- **WRITTEN TASK**
Reproduce word for word the part of the records that opens with the line containing "such as [79,81]." and runs through the last line of the records, with both ends included.

--------

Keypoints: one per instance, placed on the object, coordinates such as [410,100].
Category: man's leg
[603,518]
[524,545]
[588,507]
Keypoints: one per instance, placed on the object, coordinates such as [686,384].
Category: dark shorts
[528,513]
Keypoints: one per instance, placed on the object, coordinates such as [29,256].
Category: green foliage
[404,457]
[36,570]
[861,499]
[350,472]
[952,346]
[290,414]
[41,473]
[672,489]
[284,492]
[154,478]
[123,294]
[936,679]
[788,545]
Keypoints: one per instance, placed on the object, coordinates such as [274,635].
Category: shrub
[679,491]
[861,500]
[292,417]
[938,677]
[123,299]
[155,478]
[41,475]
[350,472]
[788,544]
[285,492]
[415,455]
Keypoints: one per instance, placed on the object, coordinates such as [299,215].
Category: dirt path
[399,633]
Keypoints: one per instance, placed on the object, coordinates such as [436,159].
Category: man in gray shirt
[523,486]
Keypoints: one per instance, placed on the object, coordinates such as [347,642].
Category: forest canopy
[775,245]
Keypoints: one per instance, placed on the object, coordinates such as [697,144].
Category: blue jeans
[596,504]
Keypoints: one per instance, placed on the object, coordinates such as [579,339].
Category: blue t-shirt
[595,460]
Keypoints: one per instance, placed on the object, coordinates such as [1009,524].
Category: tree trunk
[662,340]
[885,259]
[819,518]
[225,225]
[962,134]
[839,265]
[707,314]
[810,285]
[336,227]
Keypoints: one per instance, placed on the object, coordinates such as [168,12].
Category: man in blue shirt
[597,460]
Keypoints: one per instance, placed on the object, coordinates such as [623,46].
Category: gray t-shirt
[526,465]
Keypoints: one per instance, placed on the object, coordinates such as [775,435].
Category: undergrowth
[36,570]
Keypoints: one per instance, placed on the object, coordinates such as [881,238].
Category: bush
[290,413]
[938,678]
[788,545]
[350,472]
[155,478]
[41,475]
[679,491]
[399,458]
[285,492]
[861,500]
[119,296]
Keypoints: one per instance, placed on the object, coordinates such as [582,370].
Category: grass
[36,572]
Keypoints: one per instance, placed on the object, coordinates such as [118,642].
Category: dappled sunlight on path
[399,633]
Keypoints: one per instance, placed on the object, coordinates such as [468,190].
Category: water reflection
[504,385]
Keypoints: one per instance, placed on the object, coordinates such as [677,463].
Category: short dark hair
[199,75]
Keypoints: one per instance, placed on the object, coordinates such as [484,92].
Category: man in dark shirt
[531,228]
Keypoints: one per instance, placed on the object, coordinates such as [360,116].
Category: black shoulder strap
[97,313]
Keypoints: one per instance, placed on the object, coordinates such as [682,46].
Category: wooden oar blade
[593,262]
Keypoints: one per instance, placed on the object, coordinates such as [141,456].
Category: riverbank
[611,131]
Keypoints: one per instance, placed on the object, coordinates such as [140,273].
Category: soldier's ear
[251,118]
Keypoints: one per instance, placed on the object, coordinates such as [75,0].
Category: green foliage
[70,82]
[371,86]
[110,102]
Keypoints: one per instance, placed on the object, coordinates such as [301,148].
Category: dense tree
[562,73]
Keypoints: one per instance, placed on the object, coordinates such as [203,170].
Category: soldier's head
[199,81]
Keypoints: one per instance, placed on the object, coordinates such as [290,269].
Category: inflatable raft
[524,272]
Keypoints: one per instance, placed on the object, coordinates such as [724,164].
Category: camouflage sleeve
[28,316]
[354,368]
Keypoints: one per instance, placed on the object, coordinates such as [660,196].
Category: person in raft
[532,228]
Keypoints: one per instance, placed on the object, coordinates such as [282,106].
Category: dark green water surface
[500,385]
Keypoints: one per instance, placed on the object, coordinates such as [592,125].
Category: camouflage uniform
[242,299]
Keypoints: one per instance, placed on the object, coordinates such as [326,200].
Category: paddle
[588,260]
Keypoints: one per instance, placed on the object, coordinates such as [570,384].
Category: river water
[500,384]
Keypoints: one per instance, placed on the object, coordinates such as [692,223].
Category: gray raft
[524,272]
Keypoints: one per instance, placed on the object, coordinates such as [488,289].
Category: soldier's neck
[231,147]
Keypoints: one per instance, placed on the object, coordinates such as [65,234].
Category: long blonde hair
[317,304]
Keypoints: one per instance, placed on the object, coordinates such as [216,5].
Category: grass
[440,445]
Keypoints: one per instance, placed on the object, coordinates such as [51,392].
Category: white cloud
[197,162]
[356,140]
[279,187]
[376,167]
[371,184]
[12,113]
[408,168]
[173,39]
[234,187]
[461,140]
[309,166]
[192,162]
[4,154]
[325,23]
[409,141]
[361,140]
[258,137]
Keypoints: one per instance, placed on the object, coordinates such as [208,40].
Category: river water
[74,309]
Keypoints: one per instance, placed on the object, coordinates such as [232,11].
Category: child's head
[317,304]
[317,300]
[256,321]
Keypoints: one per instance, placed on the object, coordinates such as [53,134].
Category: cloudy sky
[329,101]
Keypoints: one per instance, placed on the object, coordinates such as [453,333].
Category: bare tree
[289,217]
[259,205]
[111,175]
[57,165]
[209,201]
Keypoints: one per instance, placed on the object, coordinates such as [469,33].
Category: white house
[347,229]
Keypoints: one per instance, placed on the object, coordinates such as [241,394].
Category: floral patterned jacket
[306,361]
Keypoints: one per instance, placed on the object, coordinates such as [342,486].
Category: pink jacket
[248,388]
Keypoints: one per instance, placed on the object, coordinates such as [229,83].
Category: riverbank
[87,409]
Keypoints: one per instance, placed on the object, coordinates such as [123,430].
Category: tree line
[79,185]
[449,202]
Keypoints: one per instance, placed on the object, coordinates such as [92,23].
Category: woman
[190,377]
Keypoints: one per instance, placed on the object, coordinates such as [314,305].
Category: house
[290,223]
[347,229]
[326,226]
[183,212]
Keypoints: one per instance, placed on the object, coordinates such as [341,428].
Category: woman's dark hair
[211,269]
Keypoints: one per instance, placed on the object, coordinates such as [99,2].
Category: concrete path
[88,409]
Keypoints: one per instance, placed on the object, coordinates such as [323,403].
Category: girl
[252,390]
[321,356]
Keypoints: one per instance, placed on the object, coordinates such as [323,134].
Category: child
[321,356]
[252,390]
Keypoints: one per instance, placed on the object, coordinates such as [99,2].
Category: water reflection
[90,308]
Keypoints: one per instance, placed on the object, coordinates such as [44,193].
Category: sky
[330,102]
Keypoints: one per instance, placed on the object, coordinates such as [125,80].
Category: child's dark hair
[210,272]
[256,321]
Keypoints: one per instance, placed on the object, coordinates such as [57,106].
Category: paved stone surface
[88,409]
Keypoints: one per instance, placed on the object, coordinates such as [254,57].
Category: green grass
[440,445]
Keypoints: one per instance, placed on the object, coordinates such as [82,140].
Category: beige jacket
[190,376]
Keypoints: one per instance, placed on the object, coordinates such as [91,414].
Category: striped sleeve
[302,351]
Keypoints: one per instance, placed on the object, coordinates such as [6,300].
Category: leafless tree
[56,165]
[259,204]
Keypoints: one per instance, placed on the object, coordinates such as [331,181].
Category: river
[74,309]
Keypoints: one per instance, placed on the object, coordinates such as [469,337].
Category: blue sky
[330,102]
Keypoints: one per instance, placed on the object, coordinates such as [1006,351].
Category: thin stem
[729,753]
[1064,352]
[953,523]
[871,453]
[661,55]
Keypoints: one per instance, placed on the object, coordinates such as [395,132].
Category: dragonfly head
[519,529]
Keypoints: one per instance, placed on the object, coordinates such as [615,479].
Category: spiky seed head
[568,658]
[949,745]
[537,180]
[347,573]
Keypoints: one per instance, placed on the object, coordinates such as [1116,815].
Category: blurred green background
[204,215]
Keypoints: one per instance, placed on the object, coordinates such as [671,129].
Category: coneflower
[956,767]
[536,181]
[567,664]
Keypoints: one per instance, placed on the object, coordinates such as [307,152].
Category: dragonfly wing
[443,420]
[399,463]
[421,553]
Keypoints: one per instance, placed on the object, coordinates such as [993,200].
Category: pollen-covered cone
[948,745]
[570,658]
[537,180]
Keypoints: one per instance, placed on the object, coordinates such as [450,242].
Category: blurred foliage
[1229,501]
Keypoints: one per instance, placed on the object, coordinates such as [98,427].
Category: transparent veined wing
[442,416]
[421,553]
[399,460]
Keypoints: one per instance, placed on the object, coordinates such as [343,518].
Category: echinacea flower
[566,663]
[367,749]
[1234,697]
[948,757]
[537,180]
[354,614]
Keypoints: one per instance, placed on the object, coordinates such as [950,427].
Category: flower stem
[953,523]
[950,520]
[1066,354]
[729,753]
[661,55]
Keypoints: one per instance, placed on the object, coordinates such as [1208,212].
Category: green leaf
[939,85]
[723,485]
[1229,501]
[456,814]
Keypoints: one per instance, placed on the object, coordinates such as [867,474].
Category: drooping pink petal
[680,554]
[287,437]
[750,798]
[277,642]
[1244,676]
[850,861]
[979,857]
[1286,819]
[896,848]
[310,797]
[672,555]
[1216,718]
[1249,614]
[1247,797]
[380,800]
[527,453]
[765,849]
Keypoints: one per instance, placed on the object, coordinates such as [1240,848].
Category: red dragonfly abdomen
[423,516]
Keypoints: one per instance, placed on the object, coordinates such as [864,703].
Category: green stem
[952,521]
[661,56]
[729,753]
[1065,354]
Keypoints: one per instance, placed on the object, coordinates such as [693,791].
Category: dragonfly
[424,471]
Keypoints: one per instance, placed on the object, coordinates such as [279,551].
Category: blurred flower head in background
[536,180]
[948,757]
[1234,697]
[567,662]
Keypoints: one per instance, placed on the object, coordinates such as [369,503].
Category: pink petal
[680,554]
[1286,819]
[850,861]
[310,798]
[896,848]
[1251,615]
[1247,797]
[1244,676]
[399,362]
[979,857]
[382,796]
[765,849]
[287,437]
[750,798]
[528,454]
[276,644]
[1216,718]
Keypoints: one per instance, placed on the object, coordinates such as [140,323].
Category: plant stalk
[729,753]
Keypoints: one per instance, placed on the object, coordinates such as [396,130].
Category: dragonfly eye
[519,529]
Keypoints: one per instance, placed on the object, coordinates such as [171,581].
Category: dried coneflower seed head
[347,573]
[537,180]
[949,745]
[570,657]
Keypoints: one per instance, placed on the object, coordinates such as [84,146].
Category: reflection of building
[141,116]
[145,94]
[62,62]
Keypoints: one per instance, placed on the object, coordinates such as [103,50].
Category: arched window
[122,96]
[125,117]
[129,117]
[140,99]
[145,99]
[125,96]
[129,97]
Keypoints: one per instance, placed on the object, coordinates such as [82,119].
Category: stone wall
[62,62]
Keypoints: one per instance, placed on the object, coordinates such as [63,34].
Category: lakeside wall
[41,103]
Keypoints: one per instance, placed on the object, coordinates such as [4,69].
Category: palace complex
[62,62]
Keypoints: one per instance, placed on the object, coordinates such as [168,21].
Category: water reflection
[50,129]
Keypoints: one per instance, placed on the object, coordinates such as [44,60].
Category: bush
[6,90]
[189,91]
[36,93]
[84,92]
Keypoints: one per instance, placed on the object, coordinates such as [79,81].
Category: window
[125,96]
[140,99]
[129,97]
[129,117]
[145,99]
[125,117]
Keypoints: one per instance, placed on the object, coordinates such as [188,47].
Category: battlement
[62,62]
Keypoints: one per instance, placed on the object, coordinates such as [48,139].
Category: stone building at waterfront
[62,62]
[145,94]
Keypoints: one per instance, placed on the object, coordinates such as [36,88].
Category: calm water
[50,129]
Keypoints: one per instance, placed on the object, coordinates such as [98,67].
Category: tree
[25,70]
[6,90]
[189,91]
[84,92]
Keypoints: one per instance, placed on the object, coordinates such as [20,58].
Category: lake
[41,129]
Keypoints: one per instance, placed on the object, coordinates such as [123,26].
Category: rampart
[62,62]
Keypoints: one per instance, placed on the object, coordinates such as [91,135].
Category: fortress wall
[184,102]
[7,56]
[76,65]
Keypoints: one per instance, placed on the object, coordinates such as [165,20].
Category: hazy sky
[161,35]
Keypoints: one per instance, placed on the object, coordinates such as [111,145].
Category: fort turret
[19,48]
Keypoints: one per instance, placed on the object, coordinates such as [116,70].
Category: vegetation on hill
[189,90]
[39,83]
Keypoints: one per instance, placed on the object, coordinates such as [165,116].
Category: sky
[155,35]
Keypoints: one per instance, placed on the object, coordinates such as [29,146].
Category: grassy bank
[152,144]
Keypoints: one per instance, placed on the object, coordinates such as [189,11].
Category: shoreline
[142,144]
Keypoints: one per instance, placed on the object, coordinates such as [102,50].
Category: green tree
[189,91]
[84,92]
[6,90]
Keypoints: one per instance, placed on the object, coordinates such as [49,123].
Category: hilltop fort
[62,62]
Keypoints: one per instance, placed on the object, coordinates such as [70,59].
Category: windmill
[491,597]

--------

- **FULL ANSWER**
Keypoints: one per instance, placed on the object, coordinates such as [79,81].
Category: window
[125,96]
[140,99]
[129,97]
[129,117]
[145,99]
[125,117]
Keypoints: one per instance, placed on the object, coordinates such as [188,47].
Category: battlement
[62,62]
Keypoints: one per instance, placed on the object, coordinates such as [48,139].
Category: stone building at waterfront
[62,62]
[145,94]
Keypoints: one per instance, placed on the object, coordinates such as [36,88].
Category: calm water
[50,129]
Keypoints: one per instance, placed on the object, coordinates such as [98,67].
Category: tree
[25,70]
[6,90]
[189,91]
[84,92]
Keypoints: one per instance, placed on the object, coordinates such as [20,58].
Category: lake
[41,129]
Keypoints: one per instance, placed on the object, coordinates such as [123,26].
Category: rampart
[62,62]
Keypoints: one per instance, placed on the object, coordinates such as [91,135].
Category: fortress wall
[184,102]
[7,56]
[76,65]
Keypoints: one per instance, placed on the object, coordinates such as [165,20].
Category: hazy sky
[161,35]
Keypoints: one per instance, placed on the object, coordinates such as [111,145].
Category: fort turret
[19,48]
Keypoints: one per instance, placed on the object, coordinates such as [116,70].
Category: vegetation on hill
[189,90]
[39,83]
Keypoints: one per instance, placed on the object, coordinates such as [165,116].
Category: sky
[155,35]
Keypoints: one per instance, placed on the object, coordinates such as [29,146].
Category: grassy bank
[152,144]
Keypoints: one per instance, placed on the object, coordinates such as [189,11].
Category: shoreline
[142,144]
Keypoints: one per instance, placed on the object, coordinates such as [102,50].
Category: green tree
[189,91]
[84,92]
[6,90]
Keypoints: one per instance, placed on the object, coordinates such as [49,123].
Category: hilltop fort
[62,62]
Keypoints: one per instance, placed on the object, coordinates such as [70,59].
Category: windmill
[491,597]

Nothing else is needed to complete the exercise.